Data to use.

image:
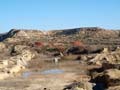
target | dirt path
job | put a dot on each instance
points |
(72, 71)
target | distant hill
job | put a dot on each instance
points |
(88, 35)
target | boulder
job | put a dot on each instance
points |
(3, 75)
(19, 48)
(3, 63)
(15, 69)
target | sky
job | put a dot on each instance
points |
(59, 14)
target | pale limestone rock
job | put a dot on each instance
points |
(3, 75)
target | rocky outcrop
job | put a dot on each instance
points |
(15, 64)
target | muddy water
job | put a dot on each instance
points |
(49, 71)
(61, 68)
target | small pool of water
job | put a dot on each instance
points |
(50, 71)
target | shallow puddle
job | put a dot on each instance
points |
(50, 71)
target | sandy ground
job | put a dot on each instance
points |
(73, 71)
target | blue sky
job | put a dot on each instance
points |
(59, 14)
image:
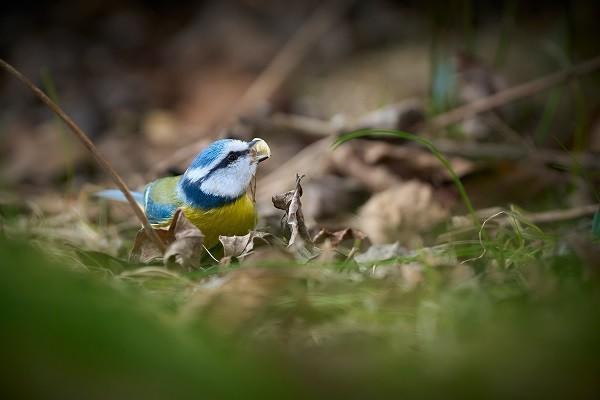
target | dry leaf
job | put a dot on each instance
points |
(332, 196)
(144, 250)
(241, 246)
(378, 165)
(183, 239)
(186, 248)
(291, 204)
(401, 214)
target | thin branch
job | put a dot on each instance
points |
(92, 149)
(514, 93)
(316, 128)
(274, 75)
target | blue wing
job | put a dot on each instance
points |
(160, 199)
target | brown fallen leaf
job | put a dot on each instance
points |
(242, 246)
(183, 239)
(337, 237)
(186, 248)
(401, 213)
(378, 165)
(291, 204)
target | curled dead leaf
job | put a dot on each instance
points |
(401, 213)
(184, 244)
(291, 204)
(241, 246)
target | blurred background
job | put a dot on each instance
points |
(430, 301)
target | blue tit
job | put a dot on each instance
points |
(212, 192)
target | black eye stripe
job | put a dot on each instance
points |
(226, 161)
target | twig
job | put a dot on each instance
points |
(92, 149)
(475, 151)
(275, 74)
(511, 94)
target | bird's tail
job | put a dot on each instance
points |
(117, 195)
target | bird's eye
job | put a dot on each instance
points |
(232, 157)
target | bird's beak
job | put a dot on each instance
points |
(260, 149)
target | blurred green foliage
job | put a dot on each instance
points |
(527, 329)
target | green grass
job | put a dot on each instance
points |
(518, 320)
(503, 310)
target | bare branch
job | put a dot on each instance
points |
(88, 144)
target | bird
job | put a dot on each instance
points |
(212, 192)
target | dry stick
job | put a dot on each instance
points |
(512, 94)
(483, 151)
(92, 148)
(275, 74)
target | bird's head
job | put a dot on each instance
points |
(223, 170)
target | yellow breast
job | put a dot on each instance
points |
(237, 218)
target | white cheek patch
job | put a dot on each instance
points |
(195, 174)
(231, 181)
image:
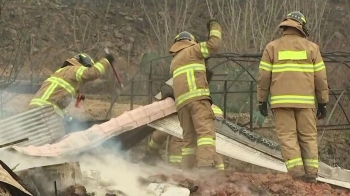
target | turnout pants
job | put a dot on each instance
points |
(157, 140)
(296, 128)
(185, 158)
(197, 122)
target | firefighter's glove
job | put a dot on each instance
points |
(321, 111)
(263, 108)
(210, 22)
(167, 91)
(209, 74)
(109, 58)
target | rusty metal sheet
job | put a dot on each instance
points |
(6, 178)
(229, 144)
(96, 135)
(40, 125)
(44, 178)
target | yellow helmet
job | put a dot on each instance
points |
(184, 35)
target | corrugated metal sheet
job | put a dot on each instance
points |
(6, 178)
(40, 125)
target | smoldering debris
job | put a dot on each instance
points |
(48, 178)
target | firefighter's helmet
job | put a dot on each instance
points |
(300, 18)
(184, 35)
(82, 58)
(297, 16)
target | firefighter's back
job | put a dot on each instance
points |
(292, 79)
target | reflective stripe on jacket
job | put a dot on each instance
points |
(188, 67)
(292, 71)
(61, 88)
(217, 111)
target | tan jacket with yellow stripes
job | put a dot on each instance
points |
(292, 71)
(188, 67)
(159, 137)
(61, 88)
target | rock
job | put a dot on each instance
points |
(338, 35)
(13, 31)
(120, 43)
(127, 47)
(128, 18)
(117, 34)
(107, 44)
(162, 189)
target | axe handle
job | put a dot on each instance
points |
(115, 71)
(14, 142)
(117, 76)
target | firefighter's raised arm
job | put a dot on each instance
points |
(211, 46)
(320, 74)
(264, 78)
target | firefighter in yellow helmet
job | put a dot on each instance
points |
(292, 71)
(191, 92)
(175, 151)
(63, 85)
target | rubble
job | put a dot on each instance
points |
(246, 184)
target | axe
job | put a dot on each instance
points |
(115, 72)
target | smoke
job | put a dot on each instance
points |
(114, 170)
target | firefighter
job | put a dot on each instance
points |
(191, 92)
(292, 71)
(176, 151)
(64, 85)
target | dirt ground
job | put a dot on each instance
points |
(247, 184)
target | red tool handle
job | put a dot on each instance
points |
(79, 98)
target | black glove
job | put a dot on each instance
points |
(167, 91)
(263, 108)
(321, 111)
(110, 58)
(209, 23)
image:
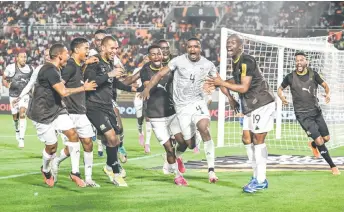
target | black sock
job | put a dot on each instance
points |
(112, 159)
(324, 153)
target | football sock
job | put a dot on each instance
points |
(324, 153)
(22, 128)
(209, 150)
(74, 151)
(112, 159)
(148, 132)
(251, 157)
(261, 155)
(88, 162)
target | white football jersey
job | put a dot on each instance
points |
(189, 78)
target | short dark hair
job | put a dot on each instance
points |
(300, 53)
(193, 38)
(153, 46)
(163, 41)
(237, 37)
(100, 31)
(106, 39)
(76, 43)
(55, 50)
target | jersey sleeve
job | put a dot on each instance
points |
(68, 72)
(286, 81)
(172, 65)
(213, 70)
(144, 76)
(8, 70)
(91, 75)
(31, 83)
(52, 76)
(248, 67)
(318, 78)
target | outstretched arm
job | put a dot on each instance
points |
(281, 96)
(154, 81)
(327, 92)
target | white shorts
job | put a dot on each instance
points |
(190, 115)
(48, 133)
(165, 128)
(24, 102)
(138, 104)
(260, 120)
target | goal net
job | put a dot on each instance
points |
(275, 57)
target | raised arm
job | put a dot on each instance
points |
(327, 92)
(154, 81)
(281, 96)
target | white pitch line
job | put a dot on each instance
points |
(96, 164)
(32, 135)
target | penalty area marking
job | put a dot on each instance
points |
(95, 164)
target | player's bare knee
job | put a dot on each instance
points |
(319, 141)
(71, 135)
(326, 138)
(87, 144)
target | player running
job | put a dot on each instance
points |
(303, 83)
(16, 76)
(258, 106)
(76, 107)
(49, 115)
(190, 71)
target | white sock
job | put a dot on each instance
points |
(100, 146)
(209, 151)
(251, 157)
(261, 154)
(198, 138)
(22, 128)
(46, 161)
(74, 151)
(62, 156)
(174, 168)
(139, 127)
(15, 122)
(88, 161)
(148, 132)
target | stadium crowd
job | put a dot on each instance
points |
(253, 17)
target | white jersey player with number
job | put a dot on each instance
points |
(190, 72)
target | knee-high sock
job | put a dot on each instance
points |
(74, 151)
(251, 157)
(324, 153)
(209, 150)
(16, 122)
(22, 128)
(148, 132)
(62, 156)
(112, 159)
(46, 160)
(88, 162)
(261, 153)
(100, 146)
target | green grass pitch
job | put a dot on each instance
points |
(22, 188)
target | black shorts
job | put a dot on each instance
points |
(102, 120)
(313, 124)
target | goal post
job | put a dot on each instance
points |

Instructions to follow.
Reproduce all of the records above word for word, leaving out the pictures.

Task response.
image:
target | dirt path
job | put a dot on each instance
points |
(72, 71)
target | distant hill
job | put a dot on each instance
points |
(88, 35)
target | boulder
job | put a dot on each instance
points |
(3, 75)
(19, 48)
(3, 63)
(15, 69)
target | sky
job | put a dot on each instance
points |
(59, 14)
target | pale limestone rock
job | put a dot on each instance
points |
(3, 75)
target | rocky outcrop
job | put a dot on each instance
points |
(15, 64)
target | muddy water
job | put a dot on each instance
points |
(49, 71)
(61, 68)
target | small pool of water
job | put a dot on each instance
points |
(50, 71)
target | shallow puddle
job | put a dot on each instance
points |
(50, 71)
target | sandy ground
job | put a dot on each instance
points |
(73, 71)
target | blue sky
job | put a dot on each instance
points |
(59, 14)
image:
target | dry leaf
job | put a dot on each instance
points |
(332, 196)
(144, 250)
(241, 246)
(378, 165)
(183, 239)
(186, 248)
(291, 204)
(401, 214)
target | thin branch
job | put a dot on each instance
points |
(92, 149)
(514, 93)
(316, 128)
(274, 75)
target | blue wing
job | put a dot on each instance
points |
(160, 199)
target | brown fallen leaf
job | put a dot on each instance
points |
(242, 246)
(183, 239)
(337, 237)
(186, 248)
(401, 213)
(378, 165)
(291, 204)
target | curled dead leaf
job | put a dot on each instance
points |
(401, 213)
(184, 244)
(291, 204)
(241, 246)
target | blurred background
job | put a dot on each instance
points |
(430, 301)
target | blue tit
job | put a dot on each instance
points |
(212, 192)
target | black eye stripe
job | put a dot on each instance
points |
(226, 161)
target | twig
job | put a dot on each instance
points |
(92, 149)
(475, 151)
(275, 74)
(511, 94)
target | bird's tail
job | put a dot on each instance
points |
(117, 195)
target | bird's eye
job | put a dot on each instance
points |
(232, 157)
target | bird's beak
job | put a dot on each instance
points |
(260, 149)
target | blurred green foliage
job | put a dot on each instance
points |
(527, 329)
target | green grass
job | put a dot on each instance
points |
(518, 320)
(503, 310)
target | bare branch
job | put a dot on each instance
points |
(88, 144)
target | bird
job | put a dot on each instance
points |
(212, 192)
target | dry stick
job | put a dot on each instance
points |
(512, 94)
(483, 151)
(92, 148)
(275, 74)
target | bird's head
job | put a dot on each instance
points |
(223, 170)
target | yellow breast
job | put a dot on each instance
points |
(237, 218)
target | white cheek patch
job | put a dot on each instance
points |
(195, 174)
(231, 181)
image:
target | turnout pants
job | put a dot on each instance
points |
(157, 140)
(296, 128)
(185, 158)
(197, 122)
target | firefighter's glove
job | put a dot on each instance
points |
(321, 111)
(263, 108)
(210, 22)
(167, 91)
(209, 74)
(109, 58)
target | rusty metal sheet
job | put a dot on each instance
points |
(6, 178)
(229, 144)
(96, 135)
(40, 125)
(44, 178)
target | yellow helmet
job | put a dot on each instance
points |
(184, 35)
target | corrugated metal sheet
job | put a dot on each instance
points |
(6, 178)
(40, 125)
target | smoldering debris
job | put a dot on each instance
points |
(48, 178)
target | firefighter's helmet
job | put a dot on each instance
points |
(300, 18)
(184, 35)
(82, 58)
(297, 16)
target | firefighter's back
job | put a dot on each instance
points |
(292, 79)
target | reflective stripe on jacket
job | put a dot on each instance
points |
(188, 67)
(292, 71)
(61, 88)
(217, 111)
target | tan jacket with yellow stripes
job | put a dot on each instance
points |
(292, 71)
(188, 67)
(159, 137)
(61, 88)
target | rock
job | put a dot on each instance
points |
(338, 35)
(13, 31)
(120, 43)
(127, 47)
(128, 18)
(117, 34)
(107, 44)
(162, 189)
target | axe handle
job | put a dot on each instance
points |
(115, 71)
(14, 142)
(117, 76)
target | firefighter's raised arm
job | put a dot on each instance
points |
(211, 46)
(320, 74)
(264, 78)
target | firefighter in yellow helmet
job | put a dot on each instance
points |
(292, 71)
(191, 92)
(175, 151)
(63, 85)
target | rubble
job | put a dot on each instance
points |
(246, 184)
target | axe
job | put a dot on each instance
points |
(115, 72)
target | smoke
job | put a dot on each instance
points |
(114, 170)
target | firefighter
job | put a dot on each instance
points |
(191, 92)
(292, 71)
(176, 151)
(64, 85)
target | dirt ground
job | put a dot on each instance
points |
(247, 184)
target | red tool handle
job | put a dot on each instance
points |
(79, 98)
target | black glove
job | put a dot on each instance
points |
(167, 91)
(263, 108)
(321, 111)
(110, 58)
(209, 23)
image:
target | black sock
job | put a dot on each instance
points |
(112, 159)
(324, 153)
target | football sock
job | put a dot on each instance
points |
(324, 153)
(22, 128)
(209, 150)
(74, 151)
(112, 159)
(148, 132)
(251, 157)
(261, 155)
(88, 162)
target | white football jersey
job | put a dot on each instance
points |
(189, 78)
target | short dark hair
job | put a dot on each instance
points |
(300, 53)
(193, 38)
(153, 46)
(163, 41)
(237, 37)
(100, 31)
(106, 39)
(76, 43)
(55, 50)
target | jersey sleeve
job | put a dot on each instance
points |
(68, 72)
(286, 81)
(172, 65)
(213, 70)
(144, 76)
(8, 70)
(91, 75)
(31, 83)
(52, 76)
(248, 67)
(318, 78)
target | outstretched arm
job | put a dot on each instance
points |
(281, 96)
(154, 81)
(327, 92)
target | white shorts
job | put a dot on each instance
points |
(190, 115)
(48, 133)
(165, 128)
(24, 102)
(138, 104)
(260, 120)
target | goal net
job | put a dot on each instance
points |
(275, 57)
target | raised arm
job | put a dot on each instance
points |
(327, 92)
(154, 81)
(281, 96)
target | white pitch line
job | put a dot on each instance
points |
(96, 164)
(32, 135)
target | penalty area marking
job | put a dot on each instance
points |
(95, 164)
target | player's bare knee
job | put a dot on each instance
points |
(319, 141)
(71, 135)
(326, 138)
(87, 144)
target | player running
job | put a dot on each instance
points |
(303, 83)
(16, 76)
(258, 106)
(76, 107)
(49, 115)
(190, 71)
target | white sock
job | put a dot on each instance
points |
(100, 146)
(209, 151)
(251, 157)
(261, 154)
(198, 138)
(22, 128)
(46, 161)
(74, 151)
(62, 156)
(174, 168)
(139, 127)
(15, 122)
(88, 161)
(148, 132)
target | stadium crowd
job | put a dot on each instance
points |
(253, 17)
target | white jersey player with number
job | put a dot on each instance
points |
(190, 72)
target | knee-high sock
job | put a dot on each instance
points |
(74, 151)
(251, 157)
(324, 153)
(209, 150)
(16, 122)
(22, 128)
(148, 132)
(62, 156)
(112, 159)
(46, 160)
(88, 162)
(261, 153)
(100, 146)
target | green grass pitch
job | put a dot on each instance
points |
(22, 188)
target | black shorts
job | put a dot on each instance
points |
(102, 120)
(313, 124)
target | goal post
job | put a dot on each instance
points |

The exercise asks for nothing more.